*Instructions to follow*
The answer must consist of every line from the entries that holds the word "able".

*Exercise inputs*
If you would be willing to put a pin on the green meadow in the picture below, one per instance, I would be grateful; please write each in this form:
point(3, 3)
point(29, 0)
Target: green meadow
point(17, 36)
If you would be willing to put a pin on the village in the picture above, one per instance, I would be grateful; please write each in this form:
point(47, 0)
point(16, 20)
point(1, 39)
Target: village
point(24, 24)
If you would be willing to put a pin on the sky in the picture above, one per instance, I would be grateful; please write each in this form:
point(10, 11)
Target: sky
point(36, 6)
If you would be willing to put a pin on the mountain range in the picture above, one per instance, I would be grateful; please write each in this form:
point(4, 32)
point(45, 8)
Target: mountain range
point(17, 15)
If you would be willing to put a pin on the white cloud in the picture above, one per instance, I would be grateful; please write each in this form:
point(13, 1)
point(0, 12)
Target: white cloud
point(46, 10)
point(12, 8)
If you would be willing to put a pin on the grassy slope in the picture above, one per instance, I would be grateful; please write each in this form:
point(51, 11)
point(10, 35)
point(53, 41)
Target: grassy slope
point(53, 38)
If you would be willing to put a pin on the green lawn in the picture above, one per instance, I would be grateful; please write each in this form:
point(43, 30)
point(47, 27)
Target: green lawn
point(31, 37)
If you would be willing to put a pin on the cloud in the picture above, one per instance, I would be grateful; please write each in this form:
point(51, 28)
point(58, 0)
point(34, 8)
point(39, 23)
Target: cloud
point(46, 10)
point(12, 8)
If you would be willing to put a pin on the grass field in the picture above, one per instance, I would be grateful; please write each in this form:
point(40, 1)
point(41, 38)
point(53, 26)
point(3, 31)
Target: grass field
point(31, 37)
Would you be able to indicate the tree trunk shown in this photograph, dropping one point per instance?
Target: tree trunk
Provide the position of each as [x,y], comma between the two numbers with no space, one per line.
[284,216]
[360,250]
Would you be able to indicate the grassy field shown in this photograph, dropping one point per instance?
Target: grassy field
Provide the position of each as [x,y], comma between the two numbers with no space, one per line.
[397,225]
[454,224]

---

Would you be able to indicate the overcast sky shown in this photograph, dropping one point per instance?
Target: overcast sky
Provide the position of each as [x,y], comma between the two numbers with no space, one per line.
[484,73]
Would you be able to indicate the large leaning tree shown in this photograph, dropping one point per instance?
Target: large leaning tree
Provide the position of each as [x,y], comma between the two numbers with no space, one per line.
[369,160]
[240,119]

*Task result*
Would you be able to indicate the tree trunk shown in this photograph, dropping one point per instance?
Would you be able to indicate the grassy field shown in this photograph, dropping one point per instance?
Would you be able to indicate the overcast sky shown in this photograph, dropping one point per instance?
Would you be able to indicate the large leaning tree shown in this photograph, dropping one point per instance?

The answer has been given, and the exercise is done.